* [DIRECTIONS]: Search the listing for the word "pixels" and copy every line where it turns up.
- - - - -
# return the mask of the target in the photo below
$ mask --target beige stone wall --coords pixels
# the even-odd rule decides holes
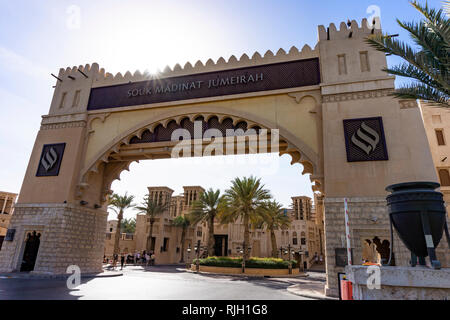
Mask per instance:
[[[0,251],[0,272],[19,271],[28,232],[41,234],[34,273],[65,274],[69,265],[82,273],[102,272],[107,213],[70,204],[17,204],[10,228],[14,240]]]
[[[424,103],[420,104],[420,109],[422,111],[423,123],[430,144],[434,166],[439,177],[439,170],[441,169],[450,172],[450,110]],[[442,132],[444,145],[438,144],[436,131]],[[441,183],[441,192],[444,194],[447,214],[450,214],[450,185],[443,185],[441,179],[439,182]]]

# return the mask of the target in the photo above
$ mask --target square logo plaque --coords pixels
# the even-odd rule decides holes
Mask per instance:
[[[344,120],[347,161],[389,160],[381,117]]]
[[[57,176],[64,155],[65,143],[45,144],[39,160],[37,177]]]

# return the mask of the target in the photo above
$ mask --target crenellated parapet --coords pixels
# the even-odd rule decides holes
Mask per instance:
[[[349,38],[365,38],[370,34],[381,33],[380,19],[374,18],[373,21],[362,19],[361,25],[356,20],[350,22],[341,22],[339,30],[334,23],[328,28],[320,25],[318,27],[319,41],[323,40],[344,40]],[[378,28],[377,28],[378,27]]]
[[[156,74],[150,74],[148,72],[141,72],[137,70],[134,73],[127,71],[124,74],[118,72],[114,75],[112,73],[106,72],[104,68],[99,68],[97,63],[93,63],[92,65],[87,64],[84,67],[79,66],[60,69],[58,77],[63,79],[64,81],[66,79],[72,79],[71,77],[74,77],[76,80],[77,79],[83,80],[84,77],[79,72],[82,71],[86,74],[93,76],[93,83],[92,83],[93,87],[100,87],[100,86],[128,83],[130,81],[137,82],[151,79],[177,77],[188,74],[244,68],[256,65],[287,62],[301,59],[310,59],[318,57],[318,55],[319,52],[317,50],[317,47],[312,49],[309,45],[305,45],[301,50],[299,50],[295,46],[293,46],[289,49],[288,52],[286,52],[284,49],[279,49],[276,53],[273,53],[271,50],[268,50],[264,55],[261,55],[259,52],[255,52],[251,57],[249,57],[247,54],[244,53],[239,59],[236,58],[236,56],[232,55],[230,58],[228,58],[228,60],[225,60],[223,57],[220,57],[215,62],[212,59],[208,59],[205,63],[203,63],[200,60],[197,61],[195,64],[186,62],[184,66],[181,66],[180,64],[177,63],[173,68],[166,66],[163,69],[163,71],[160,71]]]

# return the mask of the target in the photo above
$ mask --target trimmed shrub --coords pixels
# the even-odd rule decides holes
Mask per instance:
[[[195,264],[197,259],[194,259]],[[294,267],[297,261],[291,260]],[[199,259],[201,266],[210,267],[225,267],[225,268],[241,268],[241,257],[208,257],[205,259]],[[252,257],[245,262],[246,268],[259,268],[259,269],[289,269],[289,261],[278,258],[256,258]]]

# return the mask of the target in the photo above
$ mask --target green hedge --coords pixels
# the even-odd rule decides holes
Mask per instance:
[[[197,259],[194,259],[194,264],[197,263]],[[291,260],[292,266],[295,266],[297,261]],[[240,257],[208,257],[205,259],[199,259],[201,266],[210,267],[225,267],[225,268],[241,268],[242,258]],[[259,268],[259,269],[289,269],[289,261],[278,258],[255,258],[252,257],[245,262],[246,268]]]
- - - - -
* [ANSWER FOR THE TASK]:
$ mask --target beige stone wall --coords pixels
$ mask --target square logo plaque --coords pixels
$ mask --target crenellated parapet --coords pixels
$ mask --target trimmed shrub --coords pixels
$ mask --target green hedge --coords pixels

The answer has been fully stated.